Don't get me started on LOTR and Gandalf's Alzheimers. "Ohhh, the eagles! I could have just flown the ring into Mount Doom on the Eagles! Rivers of blood and burned forest and a dead Sean Bean later, I have suddenly realised!"
Anyway
The loop has a checkpoint about halfway in, but you can see it two miles before you are in some twisting of the trail. The first time I saw it about 4 miles in, James was ascending the hill to start the 2-mile trip to the CP. That 2 miles took me ages, and I thought if he was still
waiting for me at the CP, he's an idiot.
Fortunately, he decided not to be an idiot, and he was long gone by the time I staggered in. Phew. At this stage, I was only doing 4 laps; this was going to be longer than 3.30 hours, and there was no way I was doing the last one faster than this. I was no longer running
anything.

EXCERPTED DATA
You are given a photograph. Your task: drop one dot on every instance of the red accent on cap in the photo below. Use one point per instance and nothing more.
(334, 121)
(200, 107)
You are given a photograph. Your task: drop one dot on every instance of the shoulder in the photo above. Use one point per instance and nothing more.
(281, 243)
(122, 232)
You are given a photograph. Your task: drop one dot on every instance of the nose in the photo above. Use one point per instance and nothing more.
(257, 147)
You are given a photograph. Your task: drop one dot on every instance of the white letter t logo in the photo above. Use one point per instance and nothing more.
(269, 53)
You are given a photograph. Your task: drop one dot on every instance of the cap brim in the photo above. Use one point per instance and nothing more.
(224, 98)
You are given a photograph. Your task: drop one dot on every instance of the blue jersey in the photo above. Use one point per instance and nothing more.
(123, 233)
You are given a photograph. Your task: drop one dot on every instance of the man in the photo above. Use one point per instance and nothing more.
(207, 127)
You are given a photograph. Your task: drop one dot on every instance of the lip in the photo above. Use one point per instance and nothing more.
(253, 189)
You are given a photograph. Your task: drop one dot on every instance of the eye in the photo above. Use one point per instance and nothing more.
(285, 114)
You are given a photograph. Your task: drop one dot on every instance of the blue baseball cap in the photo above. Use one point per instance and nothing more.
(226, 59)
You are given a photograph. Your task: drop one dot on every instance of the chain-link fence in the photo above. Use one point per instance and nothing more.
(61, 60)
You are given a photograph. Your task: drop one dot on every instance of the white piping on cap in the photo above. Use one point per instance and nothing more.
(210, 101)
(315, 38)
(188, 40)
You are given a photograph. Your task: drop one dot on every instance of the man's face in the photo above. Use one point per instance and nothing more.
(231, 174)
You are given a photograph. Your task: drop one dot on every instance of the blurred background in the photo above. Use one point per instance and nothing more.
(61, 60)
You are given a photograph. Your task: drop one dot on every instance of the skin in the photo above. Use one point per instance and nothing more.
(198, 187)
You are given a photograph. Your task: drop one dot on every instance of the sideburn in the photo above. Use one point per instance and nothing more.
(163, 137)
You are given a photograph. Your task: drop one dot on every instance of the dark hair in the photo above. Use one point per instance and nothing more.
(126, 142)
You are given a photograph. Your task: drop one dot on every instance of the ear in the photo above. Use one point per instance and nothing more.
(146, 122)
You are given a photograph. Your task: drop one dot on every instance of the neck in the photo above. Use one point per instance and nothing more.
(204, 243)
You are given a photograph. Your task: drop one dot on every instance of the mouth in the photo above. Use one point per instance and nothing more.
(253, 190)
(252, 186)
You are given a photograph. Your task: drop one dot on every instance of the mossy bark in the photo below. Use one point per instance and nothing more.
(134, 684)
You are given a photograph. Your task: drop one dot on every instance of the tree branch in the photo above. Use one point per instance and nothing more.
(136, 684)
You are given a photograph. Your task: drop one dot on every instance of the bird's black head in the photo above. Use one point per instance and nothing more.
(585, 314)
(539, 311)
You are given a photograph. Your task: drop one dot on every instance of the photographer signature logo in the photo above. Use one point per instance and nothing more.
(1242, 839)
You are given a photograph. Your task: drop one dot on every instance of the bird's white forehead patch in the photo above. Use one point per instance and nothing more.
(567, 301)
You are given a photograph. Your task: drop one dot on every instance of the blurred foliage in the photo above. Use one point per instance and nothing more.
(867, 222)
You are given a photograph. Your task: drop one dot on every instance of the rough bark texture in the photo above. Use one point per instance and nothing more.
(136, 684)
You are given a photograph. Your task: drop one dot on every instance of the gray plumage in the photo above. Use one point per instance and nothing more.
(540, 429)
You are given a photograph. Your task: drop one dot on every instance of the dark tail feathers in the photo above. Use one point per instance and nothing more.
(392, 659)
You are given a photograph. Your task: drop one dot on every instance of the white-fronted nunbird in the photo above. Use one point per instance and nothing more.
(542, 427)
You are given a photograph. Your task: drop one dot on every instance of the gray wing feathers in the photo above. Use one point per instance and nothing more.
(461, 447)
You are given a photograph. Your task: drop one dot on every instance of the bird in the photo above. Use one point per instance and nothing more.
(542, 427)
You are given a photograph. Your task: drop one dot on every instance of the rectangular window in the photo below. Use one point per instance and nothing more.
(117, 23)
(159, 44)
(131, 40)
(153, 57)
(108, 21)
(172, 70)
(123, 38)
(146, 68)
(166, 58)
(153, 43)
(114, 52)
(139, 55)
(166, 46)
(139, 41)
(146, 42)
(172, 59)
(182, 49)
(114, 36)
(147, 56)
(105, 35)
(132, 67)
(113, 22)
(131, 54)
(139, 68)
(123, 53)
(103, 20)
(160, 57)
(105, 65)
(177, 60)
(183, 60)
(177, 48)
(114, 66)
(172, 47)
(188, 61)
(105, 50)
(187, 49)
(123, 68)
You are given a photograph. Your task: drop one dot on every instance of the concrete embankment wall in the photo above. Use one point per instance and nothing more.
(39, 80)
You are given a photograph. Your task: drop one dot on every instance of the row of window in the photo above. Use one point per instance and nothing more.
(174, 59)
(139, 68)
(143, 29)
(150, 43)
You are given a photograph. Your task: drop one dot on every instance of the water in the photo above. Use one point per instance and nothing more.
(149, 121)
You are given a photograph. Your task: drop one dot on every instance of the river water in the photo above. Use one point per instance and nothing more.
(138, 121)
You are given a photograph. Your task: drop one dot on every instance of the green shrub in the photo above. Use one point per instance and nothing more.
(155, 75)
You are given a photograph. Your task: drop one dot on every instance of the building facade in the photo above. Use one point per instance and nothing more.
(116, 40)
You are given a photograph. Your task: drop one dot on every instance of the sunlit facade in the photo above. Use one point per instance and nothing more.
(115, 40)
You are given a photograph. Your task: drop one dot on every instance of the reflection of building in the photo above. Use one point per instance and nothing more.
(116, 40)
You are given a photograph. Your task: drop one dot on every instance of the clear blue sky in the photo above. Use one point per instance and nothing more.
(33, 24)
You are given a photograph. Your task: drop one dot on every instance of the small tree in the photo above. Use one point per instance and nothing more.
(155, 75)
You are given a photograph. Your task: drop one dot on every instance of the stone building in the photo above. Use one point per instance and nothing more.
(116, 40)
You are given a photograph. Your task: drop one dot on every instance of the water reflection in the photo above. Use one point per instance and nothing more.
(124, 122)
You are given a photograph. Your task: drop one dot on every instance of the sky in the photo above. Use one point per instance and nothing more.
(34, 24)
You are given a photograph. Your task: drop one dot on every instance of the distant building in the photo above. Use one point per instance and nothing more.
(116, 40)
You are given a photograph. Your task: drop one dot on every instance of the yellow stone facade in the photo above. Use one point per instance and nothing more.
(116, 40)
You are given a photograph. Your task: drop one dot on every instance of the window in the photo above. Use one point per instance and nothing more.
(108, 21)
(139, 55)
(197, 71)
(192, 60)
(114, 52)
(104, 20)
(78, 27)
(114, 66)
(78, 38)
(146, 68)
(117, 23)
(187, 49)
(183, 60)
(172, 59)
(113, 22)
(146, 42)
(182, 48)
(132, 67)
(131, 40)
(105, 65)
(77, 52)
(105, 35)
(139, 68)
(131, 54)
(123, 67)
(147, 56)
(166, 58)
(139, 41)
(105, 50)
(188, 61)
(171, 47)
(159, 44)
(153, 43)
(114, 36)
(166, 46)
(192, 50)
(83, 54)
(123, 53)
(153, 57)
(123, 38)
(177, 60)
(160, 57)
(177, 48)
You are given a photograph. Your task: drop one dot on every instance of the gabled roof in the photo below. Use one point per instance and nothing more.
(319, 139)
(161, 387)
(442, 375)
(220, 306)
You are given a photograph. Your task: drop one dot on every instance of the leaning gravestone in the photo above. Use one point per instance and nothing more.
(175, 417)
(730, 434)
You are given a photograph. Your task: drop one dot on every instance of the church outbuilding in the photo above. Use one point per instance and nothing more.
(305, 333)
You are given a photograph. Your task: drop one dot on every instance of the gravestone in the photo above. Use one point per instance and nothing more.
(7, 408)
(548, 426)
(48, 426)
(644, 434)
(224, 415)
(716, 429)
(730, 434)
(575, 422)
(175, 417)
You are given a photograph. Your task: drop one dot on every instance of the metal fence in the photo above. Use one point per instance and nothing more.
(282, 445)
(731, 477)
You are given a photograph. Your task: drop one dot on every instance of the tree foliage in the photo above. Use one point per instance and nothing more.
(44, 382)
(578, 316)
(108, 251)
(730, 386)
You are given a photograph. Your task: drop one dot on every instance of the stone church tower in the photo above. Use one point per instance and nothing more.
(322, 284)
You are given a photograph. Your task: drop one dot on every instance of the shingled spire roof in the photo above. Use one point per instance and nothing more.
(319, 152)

APPLY WHAT YOU READ
A. In the trail-run account, what was James doing when the writer first saw the checkpoint about 4 miles in?
B. Carry on the trail-run account from the point where it stops.

RESULTS OF THE TASKS
A. He was ascending the hill to start the 2-mile trip to the checkpoint.

B.
I did consider the possibility of cutting the two miles out where the checkpoint was and getting a DQ. Then I could have a DNS/Finish/DNF and DQ for the year, a weird ultra flush. Ultra Flush sounds like a nasty chaffing problem; maybe I don't want to get that.
I'm going to rant about lumenwankers again. Fucking hell. There were a lot of people overtaking me while finishing their last loop. I don't like having people running behind me, so I get out of the way as soon as someone approaches, except sometimes I'd get out of the way. They are still about 100 meters behind with the sun strapped to their face. I
imagine these are the BMW drivers who blind me on country roads at night with their full beams in my face.
I think there is a kid's story somewhere; the quiet little hill goblins just want to potter about in the dark, but then the evil lumenwankers try to burn them out of the forest with their rechargeable beams of death. Whoah this got off track a bit, which is ironical as I didn't really go off track at all in the race. It's all really well signed. James messaged me to
say he was on the last loop, as I still had at least half an hour of this loop left, so it was very wise to ditch me.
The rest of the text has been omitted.